>> Start Data records

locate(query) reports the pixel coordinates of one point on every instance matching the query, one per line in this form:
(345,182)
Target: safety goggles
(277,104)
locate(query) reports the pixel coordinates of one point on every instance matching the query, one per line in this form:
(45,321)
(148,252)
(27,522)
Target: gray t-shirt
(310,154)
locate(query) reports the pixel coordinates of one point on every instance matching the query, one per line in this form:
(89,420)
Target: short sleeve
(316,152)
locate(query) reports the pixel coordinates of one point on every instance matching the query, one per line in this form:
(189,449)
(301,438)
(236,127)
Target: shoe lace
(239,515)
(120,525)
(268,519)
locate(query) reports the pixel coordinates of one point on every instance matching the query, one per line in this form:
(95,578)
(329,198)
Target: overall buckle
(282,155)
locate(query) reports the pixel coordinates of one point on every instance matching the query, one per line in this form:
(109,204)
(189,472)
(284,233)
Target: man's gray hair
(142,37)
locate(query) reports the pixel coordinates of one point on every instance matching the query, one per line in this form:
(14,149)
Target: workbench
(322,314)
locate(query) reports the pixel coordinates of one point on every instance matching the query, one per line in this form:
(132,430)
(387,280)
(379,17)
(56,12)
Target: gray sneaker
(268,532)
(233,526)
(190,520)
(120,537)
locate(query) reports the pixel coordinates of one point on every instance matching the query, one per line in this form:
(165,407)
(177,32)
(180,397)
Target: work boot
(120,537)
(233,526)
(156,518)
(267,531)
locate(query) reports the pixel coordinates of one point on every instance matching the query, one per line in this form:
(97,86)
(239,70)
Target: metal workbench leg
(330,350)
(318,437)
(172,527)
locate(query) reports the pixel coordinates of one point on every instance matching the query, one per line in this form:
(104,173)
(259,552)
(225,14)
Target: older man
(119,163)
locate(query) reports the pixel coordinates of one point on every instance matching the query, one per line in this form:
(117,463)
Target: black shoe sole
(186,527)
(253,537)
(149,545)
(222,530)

>> End Data records

What you should do - Make an exact copy of the data above.

Exercise output -
locate(query) reports the pixel coordinates of one point on every instance matching the query, one per line in this form:
(345,182)
Target: safety goggles
(277,104)
locate(query) reports the pixel coordinates of one point on every instance matching the query, one per line in this form:
(45,321)
(148,252)
(27,522)
Target: gray t-shirt
(310,154)
locate(query) reports the pixel coordinates of one point on every instance matching the query, one per line in this form:
(89,420)
Target: short sleeve
(316,152)
locate(query) reports the pixel coordinates of one point on every instance matching the query, one per line in this form:
(189,449)
(301,438)
(236,127)
Target: shoe lace
(239,515)
(120,525)
(268,519)
locate(query) reports the pixel coordinates of one point on every instance matching the query, one per line in this form:
(95,578)
(329,198)
Target: overall buckle
(282,155)
locate(query) reports the pixel coordinates of one point on every instance matching the query, one per line in this form:
(109,204)
(189,472)
(284,233)
Target: man's gray hair
(142,37)
locate(query) reports the pixel coordinates of one point on every instance matching the query, one per line in this form:
(14,149)
Target: workbench
(322,314)
locate(query) reports the pixel coordinates of one point on every instance matching the query, one per line in this form:
(132,430)
(387,280)
(379,17)
(56,12)
Target: gray sneaker
(268,532)
(233,526)
(190,520)
(120,537)
locate(query) reports the pixel coordinates of one point on every instance matching the query, one per line in this form:
(165,407)
(177,32)
(180,397)
Target: work boot
(120,537)
(233,526)
(156,518)
(267,531)
locate(query) reports the pixel coordinates of one point on every instance matching the query, one per line in this form:
(97,86)
(239,70)
Target: metal workbench leg
(330,350)
(318,437)
(172,527)
locate(query) reports the pixel coordinates of one point on every instance matching the query, one per line in this form:
(104,173)
(259,552)
(225,14)
Target: older man
(119,163)
locate(query) reports the pixel coordinates of one point on every instance matching the query, one per line in this form:
(117,463)
Target: black shoe sole
(186,527)
(253,537)
(149,545)
(222,530)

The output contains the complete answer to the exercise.